Set problem ▸ Report how many lines in the data below contain the string "flower", matching case exactly. Give only the number.
==================================================
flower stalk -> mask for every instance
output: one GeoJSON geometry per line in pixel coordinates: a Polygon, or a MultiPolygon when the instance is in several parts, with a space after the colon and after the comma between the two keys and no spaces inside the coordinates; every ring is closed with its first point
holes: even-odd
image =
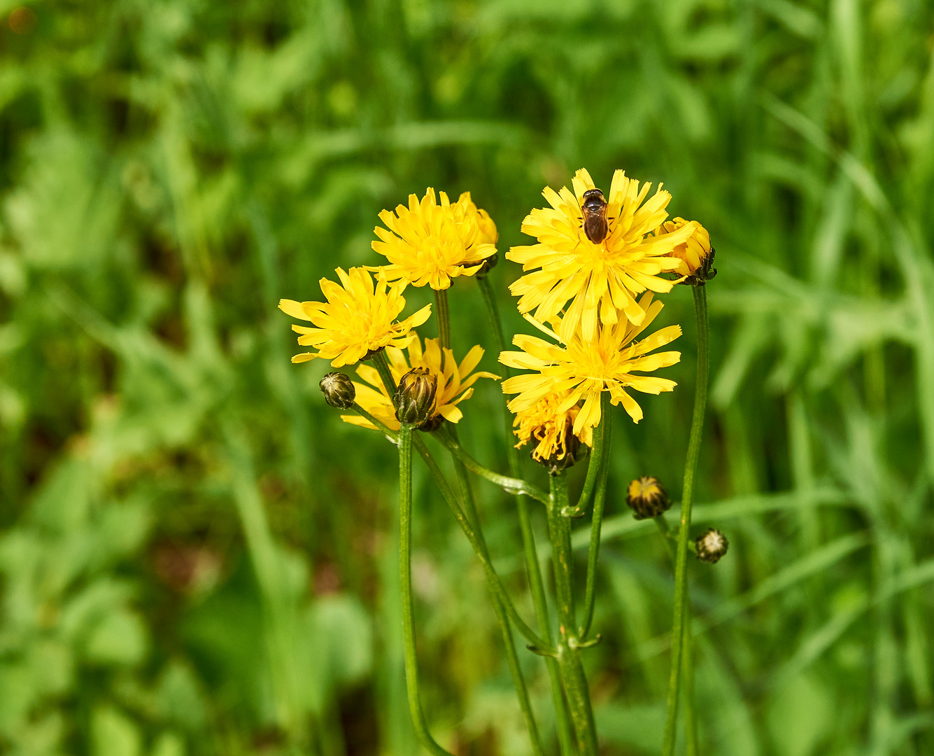
{"type": "MultiPolygon", "coordinates": [[[[687,457],[685,460],[685,482],[681,494],[681,525],[678,530],[678,543],[674,563],[674,617],[672,627],[672,674],[668,687],[668,714],[665,720],[665,735],[662,742],[662,756],[672,756],[677,737],[678,702],[681,688],[681,674],[684,664],[682,655],[691,639],[686,636],[689,623],[690,606],[687,597],[687,542],[690,539],[691,505],[694,501],[694,474],[700,455],[700,440],[703,435],[703,417],[707,407],[707,378],[710,362],[710,347],[707,328],[707,291],[703,285],[692,287],[694,292],[694,312],[698,324],[698,375],[694,392],[694,414],[691,419],[691,435],[687,442],[687,457]]],[[[689,656],[690,653],[685,654],[689,656]]],[[[691,686],[693,687],[693,686],[691,686]]],[[[687,718],[694,719],[693,696],[685,702],[687,718]]]]}
{"type": "Polygon", "coordinates": [[[548,506],[548,536],[551,540],[551,563],[558,604],[558,663],[580,752],[582,756],[597,756],[597,728],[590,706],[590,692],[581,663],[580,638],[577,636],[574,619],[571,519],[561,514],[568,506],[568,479],[563,472],[551,477],[551,499],[548,506]]]}

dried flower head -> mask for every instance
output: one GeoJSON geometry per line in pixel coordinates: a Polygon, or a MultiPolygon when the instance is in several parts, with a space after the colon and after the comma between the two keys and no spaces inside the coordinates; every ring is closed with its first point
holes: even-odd
{"type": "Polygon", "coordinates": [[[531,407],[517,413],[513,421],[514,433],[519,439],[516,448],[534,442],[532,459],[556,472],[570,467],[586,453],[582,453],[581,443],[593,446],[592,428],[585,429],[580,436],[574,435],[573,422],[580,406],[560,409],[566,398],[566,392],[546,394],[531,407]]]}
{"type": "MultiPolygon", "coordinates": [[[[483,357],[483,349],[474,347],[467,356],[458,364],[454,352],[438,346],[438,339],[425,339],[425,350],[422,351],[421,342],[417,337],[408,347],[408,360],[402,349],[389,347],[386,349],[389,358],[389,370],[396,382],[413,367],[424,367],[436,377],[438,388],[434,395],[434,406],[431,416],[423,424],[424,430],[432,430],[441,424],[442,421],[458,422],[463,417],[458,405],[469,399],[474,393],[474,383],[481,378],[497,379],[499,377],[483,371],[472,372],[483,357]]],[[[395,408],[392,406],[391,390],[387,391],[379,373],[368,364],[357,366],[357,375],[365,383],[354,382],[357,389],[357,404],[385,423],[394,431],[399,430],[399,421],[396,420],[395,408]]],[[[341,415],[341,420],[353,425],[373,428],[374,425],[359,415],[341,415]]]]}
{"type": "Polygon", "coordinates": [[[630,483],[626,504],[636,520],[651,520],[667,512],[672,506],[668,492],[658,478],[643,476],[630,483]]]}
{"type": "Polygon", "coordinates": [[[332,367],[341,367],[364,360],[385,347],[405,347],[415,335],[409,332],[421,325],[432,314],[426,305],[415,315],[396,322],[396,316],[405,307],[404,284],[389,285],[378,280],[363,268],[350,268],[345,273],[336,268],[340,284],[321,278],[321,292],[327,302],[296,302],[280,299],[279,309],[292,318],[310,321],[316,327],[292,325],[301,334],[298,343],[315,347],[318,352],[303,352],[292,357],[293,363],[304,363],[320,357],[331,360],[332,367]]]}
{"type": "Polygon", "coordinates": [[[551,207],[534,209],[522,221],[522,233],[535,236],[538,244],[513,247],[506,253],[524,271],[533,271],[509,287],[520,297],[519,312],[534,310],[536,320],[550,322],[563,310],[559,333],[564,342],[578,327],[585,339],[594,338],[598,318],[613,325],[619,311],[641,324],[644,311],[636,296],[646,289],[661,293],[672,290],[673,281],[659,274],[681,266],[672,250],[693,232],[689,224],[672,234],[650,235],[668,218],[665,208],[672,195],[659,185],[646,200],[651,184],[640,189],[639,181],[627,178],[623,171],[613,175],[601,206],[605,224],[595,223],[588,232],[585,209],[596,213],[602,193],[594,193],[593,179],[583,168],[574,174],[573,185],[573,193],[567,187],[560,193],[545,187],[542,193],[551,207]]]}
{"type": "MultiPolygon", "coordinates": [[[[656,231],[656,235],[663,237],[667,234],[677,233],[690,222],[692,221],[686,221],[684,218],[666,221],[656,231]]],[[[716,276],[716,268],[713,266],[716,250],[710,246],[710,234],[707,229],[696,221],[693,223],[694,232],[686,241],[678,244],[672,250],[672,256],[684,263],[684,266],[679,272],[686,275],[687,278],[680,283],[703,286],[704,283],[716,276]]]]}
{"type": "Polygon", "coordinates": [[[729,541],[727,536],[715,528],[709,528],[704,531],[694,542],[697,548],[698,559],[701,562],[709,562],[715,564],[720,558],[727,553],[729,548],[729,541]]]}
{"type": "Polygon", "coordinates": [[[383,210],[386,228],[374,229],[379,241],[373,249],[385,255],[389,265],[377,268],[388,280],[404,280],[413,286],[447,289],[451,278],[473,276],[484,261],[496,254],[496,225],[464,193],[453,205],[444,192],[441,204],[429,188],[421,201],[409,194],[406,207],[383,210]],[[389,229],[389,230],[387,230],[389,229]]]}

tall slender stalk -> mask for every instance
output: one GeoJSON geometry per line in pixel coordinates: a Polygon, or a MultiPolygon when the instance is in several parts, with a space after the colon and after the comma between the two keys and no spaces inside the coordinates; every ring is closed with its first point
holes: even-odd
{"type": "MultiPolygon", "coordinates": [[[[662,756],[672,756],[677,737],[678,700],[680,693],[681,671],[684,661],[682,653],[691,639],[685,636],[688,624],[690,606],[687,598],[687,541],[690,537],[691,504],[694,500],[694,473],[700,455],[700,438],[703,431],[703,416],[707,406],[707,374],[709,371],[708,331],[707,331],[707,289],[705,286],[693,287],[694,312],[698,322],[698,376],[694,390],[694,416],[691,419],[691,435],[687,442],[687,457],[685,460],[685,483],[681,494],[681,527],[678,530],[678,544],[674,563],[674,618],[672,623],[672,674],[668,686],[668,716],[665,720],[665,739],[662,742],[662,756]]],[[[693,720],[693,696],[686,701],[690,709],[688,719],[693,720]]]]}
{"type": "MultiPolygon", "coordinates": [[[[610,417],[610,394],[603,392],[600,397],[601,419],[597,431],[600,432],[600,470],[595,476],[597,491],[593,499],[593,515],[590,520],[590,548],[587,558],[587,589],[584,592],[584,621],[581,623],[578,635],[581,640],[587,638],[593,622],[593,606],[597,594],[597,561],[600,558],[600,531],[603,523],[603,505],[606,502],[606,477],[610,471],[610,445],[612,443],[613,421],[610,417]]],[[[597,434],[595,433],[595,437],[597,434]]],[[[593,454],[597,454],[597,444],[594,442],[593,454]]],[[[593,466],[593,460],[590,460],[593,466]]],[[[590,471],[587,470],[587,478],[590,471]]],[[[585,483],[585,488],[586,488],[585,483]]],[[[581,495],[577,508],[587,506],[587,500],[581,495]]]]}
{"type": "Polygon", "coordinates": [[[447,310],[447,290],[434,290],[434,316],[438,321],[438,340],[443,349],[451,348],[451,316],[447,310]]]}
{"type": "Polygon", "coordinates": [[[558,601],[558,662],[581,753],[583,756],[597,756],[597,728],[590,706],[590,692],[581,663],[580,639],[577,637],[574,619],[571,519],[561,514],[568,506],[568,479],[563,472],[551,478],[551,499],[548,506],[548,535],[551,539],[551,563],[558,601]]]}
{"type": "Polygon", "coordinates": [[[415,612],[412,608],[412,426],[404,423],[399,430],[399,578],[405,643],[405,687],[412,723],[418,741],[431,753],[452,756],[432,737],[418,693],[418,660],[415,652],[415,612]]]}
{"type": "MultiPolygon", "coordinates": [[[[496,293],[490,286],[489,277],[481,276],[477,278],[480,286],[480,293],[483,294],[483,303],[486,306],[487,319],[489,322],[489,330],[496,339],[496,347],[499,351],[506,349],[506,339],[502,334],[502,321],[500,320],[499,308],[496,305],[496,293]]],[[[509,377],[509,368],[502,366],[506,377],[509,377]]],[[[503,398],[503,404],[505,399],[503,398]]],[[[505,413],[506,438],[511,438],[513,426],[510,414],[505,413]]],[[[518,449],[506,442],[506,459],[509,462],[509,472],[513,478],[519,478],[521,468],[519,465],[518,449]]],[[[546,499],[546,502],[550,501],[546,499]]],[[[538,632],[548,640],[554,642],[551,635],[551,620],[548,617],[548,601],[545,592],[545,581],[542,579],[542,569],[538,562],[538,549],[535,548],[535,533],[531,526],[531,513],[529,511],[529,502],[520,494],[516,494],[516,508],[519,518],[519,530],[522,534],[522,551],[526,562],[526,575],[529,579],[529,588],[531,592],[532,605],[535,607],[535,619],[538,621],[538,632]]],[[[551,703],[555,709],[555,724],[558,730],[558,745],[560,749],[561,756],[573,756],[573,733],[571,729],[571,718],[568,712],[567,702],[564,700],[564,692],[561,689],[561,673],[558,664],[558,660],[554,657],[545,657],[545,667],[548,670],[548,680],[551,683],[551,703]]]]}

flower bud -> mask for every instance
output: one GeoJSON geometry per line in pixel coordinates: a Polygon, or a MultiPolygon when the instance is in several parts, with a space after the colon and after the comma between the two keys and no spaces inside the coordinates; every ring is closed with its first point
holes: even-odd
{"type": "Polygon", "coordinates": [[[632,510],[632,516],[636,520],[659,517],[672,506],[664,486],[658,482],[658,478],[650,476],[643,476],[630,483],[626,504],[632,510]]]}
{"type": "Polygon", "coordinates": [[[396,420],[406,425],[420,425],[432,416],[434,408],[434,392],[438,390],[438,377],[427,367],[409,370],[392,397],[396,420]]]}
{"type": "Polygon", "coordinates": [[[318,387],[324,394],[324,401],[338,409],[349,409],[357,398],[353,381],[344,373],[328,373],[318,387]]]}
{"type": "Polygon", "coordinates": [[[715,564],[727,553],[729,542],[720,531],[709,528],[698,536],[695,546],[697,547],[698,559],[715,564]]]}

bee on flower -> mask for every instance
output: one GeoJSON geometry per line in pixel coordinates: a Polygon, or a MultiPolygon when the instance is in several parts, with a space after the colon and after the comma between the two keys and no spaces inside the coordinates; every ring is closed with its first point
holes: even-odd
{"type": "MultiPolygon", "coordinates": [[[[499,379],[499,376],[493,373],[482,370],[473,372],[483,357],[483,349],[478,346],[471,349],[460,364],[454,359],[451,349],[441,349],[436,338],[425,339],[425,349],[422,350],[421,342],[415,336],[407,351],[408,359],[402,349],[395,347],[386,349],[389,371],[397,383],[416,368],[427,370],[437,380],[434,401],[428,419],[421,426],[422,430],[434,430],[445,420],[450,422],[460,421],[463,412],[458,405],[470,399],[474,393],[474,384],[482,378],[499,379]]],[[[399,430],[396,407],[392,403],[393,391],[383,385],[379,373],[371,365],[358,365],[357,375],[364,381],[355,381],[353,384],[357,392],[357,404],[391,430],[399,430]]],[[[360,415],[341,415],[341,419],[353,425],[375,427],[360,415]]]]}
{"type": "Polygon", "coordinates": [[[376,268],[380,278],[444,290],[452,278],[479,272],[496,254],[496,224],[486,210],[477,209],[470,193],[454,204],[444,192],[440,195],[439,205],[429,188],[420,201],[409,194],[407,207],[400,205],[395,212],[379,214],[386,228],[374,229],[379,241],[372,245],[389,261],[376,268]]]}
{"type": "Polygon", "coordinates": [[[537,321],[551,322],[563,311],[559,334],[564,342],[578,329],[583,338],[594,338],[598,320],[613,325],[619,312],[642,323],[644,310],[636,297],[646,290],[672,290],[674,281],[659,274],[682,266],[672,251],[694,231],[688,223],[651,235],[668,218],[665,208],[672,199],[660,184],[648,197],[650,183],[640,187],[617,170],[604,199],[584,168],[572,184],[573,193],[567,187],[559,193],[545,187],[542,193],[551,207],[533,209],[522,221],[522,233],[535,236],[538,244],[513,247],[506,253],[526,271],[509,287],[519,297],[519,312],[534,310],[537,321]]]}
{"type": "Polygon", "coordinates": [[[301,334],[299,345],[318,349],[317,352],[296,354],[293,363],[321,358],[331,360],[332,367],[341,367],[366,360],[386,347],[406,347],[417,338],[409,332],[432,314],[432,306],[426,305],[415,315],[396,321],[405,308],[404,283],[374,283],[364,268],[350,268],[348,272],[336,268],[335,272],[340,284],[320,280],[327,302],[279,300],[279,309],[287,315],[314,325],[292,325],[292,330],[301,334]]]}
{"type": "MultiPolygon", "coordinates": [[[[632,421],[639,422],[643,418],[642,407],[628,390],[658,394],[672,391],[676,384],[668,378],[637,374],[668,367],[681,360],[679,351],[649,353],[680,336],[680,325],[669,325],[642,341],[635,340],[663,307],[661,302],[653,302],[652,296],[651,292],[646,292],[639,300],[643,313],[640,325],[625,320],[617,321],[601,328],[595,338],[587,338],[578,330],[563,345],[524,334],[515,336],[513,344],[521,351],[503,351],[500,354],[500,362],[509,367],[534,372],[514,376],[502,382],[504,393],[518,394],[509,402],[509,409],[523,412],[548,394],[563,392],[566,398],[556,411],[584,403],[573,425],[573,432],[580,435],[585,429],[600,423],[600,397],[605,391],[609,392],[613,405],[621,404],[632,421]]],[[[559,319],[552,321],[555,331],[549,331],[535,321],[531,321],[556,340],[561,340],[559,319]]]]}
==================================================
Expected output ▸ 4